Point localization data
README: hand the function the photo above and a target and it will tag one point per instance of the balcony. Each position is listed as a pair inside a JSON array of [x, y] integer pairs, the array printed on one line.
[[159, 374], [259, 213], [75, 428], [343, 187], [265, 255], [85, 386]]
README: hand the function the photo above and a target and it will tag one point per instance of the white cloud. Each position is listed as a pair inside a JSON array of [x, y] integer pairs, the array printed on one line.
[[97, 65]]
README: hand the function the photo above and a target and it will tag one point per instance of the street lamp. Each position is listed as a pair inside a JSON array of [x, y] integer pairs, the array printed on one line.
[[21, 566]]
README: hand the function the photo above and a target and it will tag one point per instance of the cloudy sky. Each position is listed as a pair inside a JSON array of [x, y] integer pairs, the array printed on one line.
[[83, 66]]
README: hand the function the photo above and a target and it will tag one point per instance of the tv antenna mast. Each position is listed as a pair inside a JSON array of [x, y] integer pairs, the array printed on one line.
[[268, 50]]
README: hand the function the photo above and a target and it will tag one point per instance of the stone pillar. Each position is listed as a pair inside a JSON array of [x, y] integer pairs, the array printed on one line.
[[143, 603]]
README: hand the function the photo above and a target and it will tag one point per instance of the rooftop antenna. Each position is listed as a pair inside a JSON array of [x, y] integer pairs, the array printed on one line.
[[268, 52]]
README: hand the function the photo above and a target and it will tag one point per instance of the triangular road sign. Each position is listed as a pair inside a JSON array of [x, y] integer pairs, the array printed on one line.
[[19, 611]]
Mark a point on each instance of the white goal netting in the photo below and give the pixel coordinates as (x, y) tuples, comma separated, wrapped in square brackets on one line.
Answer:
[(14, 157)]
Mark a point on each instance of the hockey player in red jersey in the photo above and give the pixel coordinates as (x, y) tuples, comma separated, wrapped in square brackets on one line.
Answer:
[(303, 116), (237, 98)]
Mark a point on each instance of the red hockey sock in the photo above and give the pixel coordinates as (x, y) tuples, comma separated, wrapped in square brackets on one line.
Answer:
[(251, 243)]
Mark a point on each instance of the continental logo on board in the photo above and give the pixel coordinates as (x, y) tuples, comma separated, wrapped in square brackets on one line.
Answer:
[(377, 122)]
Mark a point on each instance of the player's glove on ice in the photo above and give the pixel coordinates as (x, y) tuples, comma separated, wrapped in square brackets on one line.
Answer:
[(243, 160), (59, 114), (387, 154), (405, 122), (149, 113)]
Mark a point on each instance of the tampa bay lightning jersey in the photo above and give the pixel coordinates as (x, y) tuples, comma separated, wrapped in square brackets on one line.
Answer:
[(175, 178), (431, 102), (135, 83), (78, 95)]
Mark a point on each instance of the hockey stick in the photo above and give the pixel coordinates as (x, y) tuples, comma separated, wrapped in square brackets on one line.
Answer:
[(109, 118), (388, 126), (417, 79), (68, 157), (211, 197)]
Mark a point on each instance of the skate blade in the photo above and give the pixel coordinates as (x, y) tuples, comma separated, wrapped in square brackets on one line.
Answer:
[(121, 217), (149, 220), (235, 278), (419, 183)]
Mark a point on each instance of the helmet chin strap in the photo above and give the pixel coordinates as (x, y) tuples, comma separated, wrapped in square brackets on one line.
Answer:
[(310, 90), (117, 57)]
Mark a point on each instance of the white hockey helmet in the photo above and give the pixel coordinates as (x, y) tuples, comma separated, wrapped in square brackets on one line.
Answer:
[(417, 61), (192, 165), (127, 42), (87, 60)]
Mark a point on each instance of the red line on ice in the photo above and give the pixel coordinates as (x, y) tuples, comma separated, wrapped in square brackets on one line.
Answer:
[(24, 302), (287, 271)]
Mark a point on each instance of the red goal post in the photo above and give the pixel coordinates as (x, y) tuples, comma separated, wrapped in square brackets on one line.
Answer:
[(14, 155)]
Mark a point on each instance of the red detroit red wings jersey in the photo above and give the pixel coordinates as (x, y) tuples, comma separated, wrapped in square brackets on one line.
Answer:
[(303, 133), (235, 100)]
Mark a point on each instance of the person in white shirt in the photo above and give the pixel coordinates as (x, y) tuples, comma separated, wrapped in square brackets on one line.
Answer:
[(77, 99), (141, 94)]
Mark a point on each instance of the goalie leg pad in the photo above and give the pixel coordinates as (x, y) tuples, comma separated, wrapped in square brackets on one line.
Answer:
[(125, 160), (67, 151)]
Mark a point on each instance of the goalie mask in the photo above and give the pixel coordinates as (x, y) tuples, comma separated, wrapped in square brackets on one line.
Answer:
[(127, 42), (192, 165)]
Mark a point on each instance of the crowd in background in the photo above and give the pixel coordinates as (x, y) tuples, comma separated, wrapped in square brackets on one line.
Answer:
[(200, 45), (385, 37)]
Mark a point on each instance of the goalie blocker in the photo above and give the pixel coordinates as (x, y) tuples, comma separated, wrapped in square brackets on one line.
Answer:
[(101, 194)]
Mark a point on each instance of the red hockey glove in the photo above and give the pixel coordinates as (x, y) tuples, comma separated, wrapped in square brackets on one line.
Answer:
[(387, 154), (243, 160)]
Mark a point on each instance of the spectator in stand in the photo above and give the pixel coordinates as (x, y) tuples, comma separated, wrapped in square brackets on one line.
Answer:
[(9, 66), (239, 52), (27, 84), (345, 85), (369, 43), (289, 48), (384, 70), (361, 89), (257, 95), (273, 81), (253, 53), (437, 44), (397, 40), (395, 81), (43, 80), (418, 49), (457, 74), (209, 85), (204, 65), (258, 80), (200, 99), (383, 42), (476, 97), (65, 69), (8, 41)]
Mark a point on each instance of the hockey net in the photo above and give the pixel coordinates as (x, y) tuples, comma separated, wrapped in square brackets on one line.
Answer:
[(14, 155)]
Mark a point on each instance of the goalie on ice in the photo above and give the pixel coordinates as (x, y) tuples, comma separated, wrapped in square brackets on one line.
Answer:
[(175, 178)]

### GOAL OF THE EXERCISE
Restate the data above in full, keeping every word as it is.

### EXERCISE OUTPUT
README: hand the function the photo above and a target and it will tag one point per instance of the balcony. Each position is listed as a pair inside a JSON array of [x, y] integer pairs, the array printed on one line.
[[159, 374], [259, 213], [75, 428], [343, 187], [265, 255], [85, 386]]
README: hand the function the photo above and a target and it will tag one point per instance of the white cloud. Each position is listed as a pair inside a JSON array of [x, y] integer pairs, the array printed on one line.
[[97, 65]]
README: hand the function the photo above and a target and it will tag one point per instance of the street lamp. Each position is listed as a pair inside a JSON array of [x, y] integer pairs, the array printed on one line.
[[21, 566]]
README: hand the function the photo above and a target and it will tag one point per instance of the cloudy sky. Each position is listed as a pair inside a JSON array of [x, y] integer pairs, the array printed on one line.
[[83, 66]]
README: hand the function the photo above and a target and it will tag one point per instance of the tv antenna mast. Each position is listed as a pair inside a JSON array of [x, y] integer pairs, the array printed on one line.
[[268, 50]]
README: hand the function the photo above and a target and it will tag one point per instance of the stone pillar. Each position is listed as a pair inside a JSON array of [x, y] integer pairs, the array printed on one line.
[[143, 603]]
README: hand the function the photo above and a target and it will tag one point per instance of the rooftop antenna. Each position is listed as a pair inside a JSON array of [x, y] integer pairs, the array printed on one line.
[[268, 52]]
README: hand the function the photo above and a target and it will tag one point per instance of the triangular road sign. Each position is listed as a pair inside a JSON array of [x, y] integer pairs, the array printed on one line.
[[19, 611]]
Mark a point on each instance of the white goal netting in the photo below and give the pixel coordinates as (x, y) tuples, comma separated, wrapped in square brackets on one line.
Answer:
[(14, 157)]
Mark a point on each instance of the hockey player in red jersey in the photo above and give the pixel coordinates as (x, y) tuples, comma separated, wrapped in square brackets on one line.
Answer:
[(303, 116), (237, 98)]
Mark a point on each instance of the red hockey sock in the photo above and give the pixel coordinates as (x, y) tuples, comma separated, wrapped in square brackets on one line.
Answer:
[(251, 243)]
Mark a point on each instance of the continental logo on board in the photo above and give the pixel coordinates as (x, y) tuples, comma separated, wrapped in square brackets on one line.
Answer:
[(377, 122)]
Mark a point on each instance of the player's glove on ice in the photo above and give the pixel coordinates as (x, y) tuples, comma separated, wrapped in square brackets on one line.
Answer:
[(243, 160), (59, 114), (387, 154), (405, 122), (149, 113)]
Mark a point on each instance of the tampa bay lightning jersey in the photo above and give the pixel coordinates as (x, y) tuples, comma separated, wrapped in square brackets on one line.
Answer:
[(175, 178), (431, 102), (135, 83), (78, 95)]
Mark a point on each instance of the hockey stick in the photo above and give the pixel coordinates as (x, y) tuples, comma separated, wrapped in square brackets on one line.
Answer:
[(109, 118), (388, 126), (417, 79), (68, 157), (211, 197)]
Mark a point on each instance of the skate blade in the photo above and give the pixel coordinates as (x, y) tuples, comma separated, wrapped in square brackets on one line.
Answer:
[(121, 217), (149, 220), (235, 278), (419, 183)]
Mark a point on each instance of the helmet chin strap in the photo above and give the pixel coordinates as (x, y) tuples, comma separated, wrapped in square brackets on one line.
Answer:
[(310, 90), (117, 57)]
Mark a point on each instance of the white hockey helmet in the photo above and give the pixel coordinates as (x, y) tuples, comma separated, wrapped in square brackets on one line.
Answer:
[(417, 61), (192, 165), (127, 42), (87, 60)]
Mark a point on each instance of the red line on ice in the photo above and give the pixel coordinates as (x, y) tuples, comma separated, wrapped in square brackets on one line.
Answer:
[(24, 302), (287, 271)]
Mark a point on each instance of the red goal post in the photo above and give the pixel coordinates as (x, y) tuples, comma separated, wrapped in square brackets on one line.
Answer:
[(14, 155)]
Mark a point on each instance of the red detroit red wings jersey in the photo above and give the pixel coordinates as (x, y) tuples, comma separated, wrapped in square brackets on one line.
Answer:
[(303, 133), (235, 100)]
Mark a point on each instance of the person in white shirt in the photo above and give the pixel coordinates as (x, y) tuples, comma separated, wrapped in square brackets on one line.
Answer:
[(77, 99), (141, 94)]
Mark a point on each instance of the goalie leg pad in the photo above and give the pixel coordinates as (x, y) tuples, comma separated, wrapped in square brackets on one line.
Answer:
[(125, 160), (67, 151)]
Mark a point on each instance of the goalie mask in the photo above and give the pixel coordinates as (x, y) tuples, comma separated, wrapped in square brackets on one line.
Answer:
[(127, 42), (192, 165)]
Mark a point on each instance of the crowd in background in the photo above and give the pixel coordinates as (x, y) tuples, comma separated, wrapped in square brackets on one line.
Answer:
[(200, 45), (385, 37)]
Mark a point on each instance of the goalie blocker in the photo above and give the pixel coordinates as (x, y) tuples, comma separated, wrapped in square brackets on one line.
Answer:
[(101, 194)]
Mark a point on each instance of the red hockey glove in the photo above and give the pixel coordinates as (x, y) tuples, comma separated, wrapped in square brackets on one line.
Answer:
[(387, 154), (243, 160)]
Mark a point on each instance of the spectator in stand in the photo above and give the pixel coordinates as (x, y) tuples, comma separated, wrapped in square brackets on one line.
Answer:
[(9, 66), (239, 52), (27, 84), (345, 85), (369, 43), (289, 48), (384, 70), (361, 89), (257, 95), (273, 81), (253, 53), (437, 44), (397, 40), (395, 81), (43, 80), (418, 49), (457, 74), (209, 85), (204, 65), (258, 80), (200, 99), (383, 42), (476, 97), (65, 69), (8, 41)]
Mark a point on each instance of the hockey net in the photo above and give the pixel coordinates as (x, y) tuples, comma separated, wrapped in square brackets on one line.
Answer:
[(14, 155)]
Mark a point on each instance of the goalie on ice in the photo above and give the pixel coordinates as (x, y) tuples, comma separated, wrapped in square brackets on one line.
Answer:
[(175, 178)]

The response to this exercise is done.